▶ _Task to complete_
Update the lines between the one holding "indicate the fresh" and the one holding "column 330, row 308", inclusive, so that "chair leg" becomes "table leg". Leave everything else in those lines unchanged.

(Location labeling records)
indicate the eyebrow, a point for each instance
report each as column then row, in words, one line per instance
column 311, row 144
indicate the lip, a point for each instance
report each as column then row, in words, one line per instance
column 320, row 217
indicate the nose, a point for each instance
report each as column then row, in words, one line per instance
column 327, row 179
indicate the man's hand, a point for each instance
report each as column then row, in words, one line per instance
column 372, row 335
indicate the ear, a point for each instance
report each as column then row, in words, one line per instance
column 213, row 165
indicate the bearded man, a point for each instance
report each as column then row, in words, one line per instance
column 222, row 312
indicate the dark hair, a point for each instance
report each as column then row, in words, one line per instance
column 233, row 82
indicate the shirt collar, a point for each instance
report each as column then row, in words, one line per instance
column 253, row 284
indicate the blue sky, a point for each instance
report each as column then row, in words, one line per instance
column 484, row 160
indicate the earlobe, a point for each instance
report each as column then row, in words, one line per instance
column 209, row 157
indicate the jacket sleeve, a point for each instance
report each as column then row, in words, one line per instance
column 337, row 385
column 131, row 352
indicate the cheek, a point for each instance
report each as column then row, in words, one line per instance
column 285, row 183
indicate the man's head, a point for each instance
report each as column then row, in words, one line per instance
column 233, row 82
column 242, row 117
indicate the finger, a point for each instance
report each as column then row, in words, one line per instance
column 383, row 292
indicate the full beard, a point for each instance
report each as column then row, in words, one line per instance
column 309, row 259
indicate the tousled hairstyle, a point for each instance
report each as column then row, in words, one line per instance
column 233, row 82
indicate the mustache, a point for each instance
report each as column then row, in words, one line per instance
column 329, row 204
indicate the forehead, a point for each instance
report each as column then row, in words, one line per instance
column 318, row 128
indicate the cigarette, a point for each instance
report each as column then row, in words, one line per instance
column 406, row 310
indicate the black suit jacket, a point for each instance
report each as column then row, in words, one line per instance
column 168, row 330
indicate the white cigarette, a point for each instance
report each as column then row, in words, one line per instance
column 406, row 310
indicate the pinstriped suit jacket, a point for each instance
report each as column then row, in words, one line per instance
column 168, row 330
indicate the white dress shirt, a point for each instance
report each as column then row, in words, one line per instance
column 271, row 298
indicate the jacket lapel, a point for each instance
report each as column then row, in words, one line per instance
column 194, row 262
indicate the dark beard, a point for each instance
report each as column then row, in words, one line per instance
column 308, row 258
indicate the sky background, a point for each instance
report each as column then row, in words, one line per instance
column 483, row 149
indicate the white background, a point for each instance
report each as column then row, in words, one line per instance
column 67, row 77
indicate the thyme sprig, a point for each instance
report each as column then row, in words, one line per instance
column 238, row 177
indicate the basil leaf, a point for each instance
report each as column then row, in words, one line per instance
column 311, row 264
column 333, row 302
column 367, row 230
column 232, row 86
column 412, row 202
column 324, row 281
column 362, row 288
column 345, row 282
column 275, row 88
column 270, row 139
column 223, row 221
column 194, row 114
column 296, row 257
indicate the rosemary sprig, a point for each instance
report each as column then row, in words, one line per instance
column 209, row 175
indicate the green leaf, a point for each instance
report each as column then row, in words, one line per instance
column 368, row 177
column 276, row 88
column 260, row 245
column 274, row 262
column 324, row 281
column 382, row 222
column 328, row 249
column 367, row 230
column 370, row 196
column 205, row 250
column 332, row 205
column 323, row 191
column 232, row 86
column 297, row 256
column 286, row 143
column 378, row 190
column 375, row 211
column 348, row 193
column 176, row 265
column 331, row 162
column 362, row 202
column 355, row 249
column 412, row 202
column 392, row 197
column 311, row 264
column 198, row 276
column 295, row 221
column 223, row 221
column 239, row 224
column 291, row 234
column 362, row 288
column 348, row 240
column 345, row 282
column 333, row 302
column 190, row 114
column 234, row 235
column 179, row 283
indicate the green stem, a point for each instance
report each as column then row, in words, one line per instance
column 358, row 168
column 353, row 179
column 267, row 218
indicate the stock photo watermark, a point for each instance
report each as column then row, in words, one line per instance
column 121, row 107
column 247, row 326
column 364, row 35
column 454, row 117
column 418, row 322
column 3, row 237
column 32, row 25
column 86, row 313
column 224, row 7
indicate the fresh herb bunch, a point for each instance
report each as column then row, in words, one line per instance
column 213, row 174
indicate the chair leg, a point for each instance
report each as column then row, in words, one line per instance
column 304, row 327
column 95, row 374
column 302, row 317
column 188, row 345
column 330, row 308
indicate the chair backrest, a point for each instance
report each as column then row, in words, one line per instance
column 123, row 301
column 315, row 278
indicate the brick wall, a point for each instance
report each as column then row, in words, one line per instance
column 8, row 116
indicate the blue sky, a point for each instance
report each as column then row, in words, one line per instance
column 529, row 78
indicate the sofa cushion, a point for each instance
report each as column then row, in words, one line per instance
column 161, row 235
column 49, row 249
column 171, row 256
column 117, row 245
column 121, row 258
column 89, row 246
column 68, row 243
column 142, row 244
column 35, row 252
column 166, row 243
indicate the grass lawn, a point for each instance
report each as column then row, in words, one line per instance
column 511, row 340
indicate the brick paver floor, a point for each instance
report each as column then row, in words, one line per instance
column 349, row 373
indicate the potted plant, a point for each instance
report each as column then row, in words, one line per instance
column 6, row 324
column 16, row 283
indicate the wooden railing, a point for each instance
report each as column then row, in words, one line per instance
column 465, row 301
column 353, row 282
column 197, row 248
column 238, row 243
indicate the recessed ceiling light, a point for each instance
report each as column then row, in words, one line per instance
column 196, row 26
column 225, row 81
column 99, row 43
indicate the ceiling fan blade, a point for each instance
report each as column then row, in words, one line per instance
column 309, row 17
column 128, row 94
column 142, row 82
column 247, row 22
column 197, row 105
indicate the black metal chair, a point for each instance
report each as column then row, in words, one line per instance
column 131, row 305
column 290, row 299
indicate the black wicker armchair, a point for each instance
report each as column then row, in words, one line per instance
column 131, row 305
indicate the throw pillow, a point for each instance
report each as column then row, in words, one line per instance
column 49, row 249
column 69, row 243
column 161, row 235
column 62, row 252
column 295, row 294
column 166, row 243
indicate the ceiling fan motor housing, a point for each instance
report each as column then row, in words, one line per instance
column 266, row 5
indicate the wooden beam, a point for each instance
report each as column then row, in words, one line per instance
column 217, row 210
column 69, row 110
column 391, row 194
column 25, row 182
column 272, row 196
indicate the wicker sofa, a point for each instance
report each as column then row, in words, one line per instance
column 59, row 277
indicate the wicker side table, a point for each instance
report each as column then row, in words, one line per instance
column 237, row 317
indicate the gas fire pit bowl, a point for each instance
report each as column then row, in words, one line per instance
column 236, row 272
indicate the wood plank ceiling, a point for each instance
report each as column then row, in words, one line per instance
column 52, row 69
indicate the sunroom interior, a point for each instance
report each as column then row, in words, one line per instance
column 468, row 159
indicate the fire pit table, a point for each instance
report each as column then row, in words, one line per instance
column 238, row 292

▶ _Reply to the task_
indicate the fresh herb bunch, a point for each instance
report each as column then row, in words, one line per instance
column 213, row 174
indicate the table leg, a point for each instance
report each as column then row, in words, one line per instance
column 304, row 327
column 95, row 374
column 302, row 317
column 188, row 345
column 330, row 308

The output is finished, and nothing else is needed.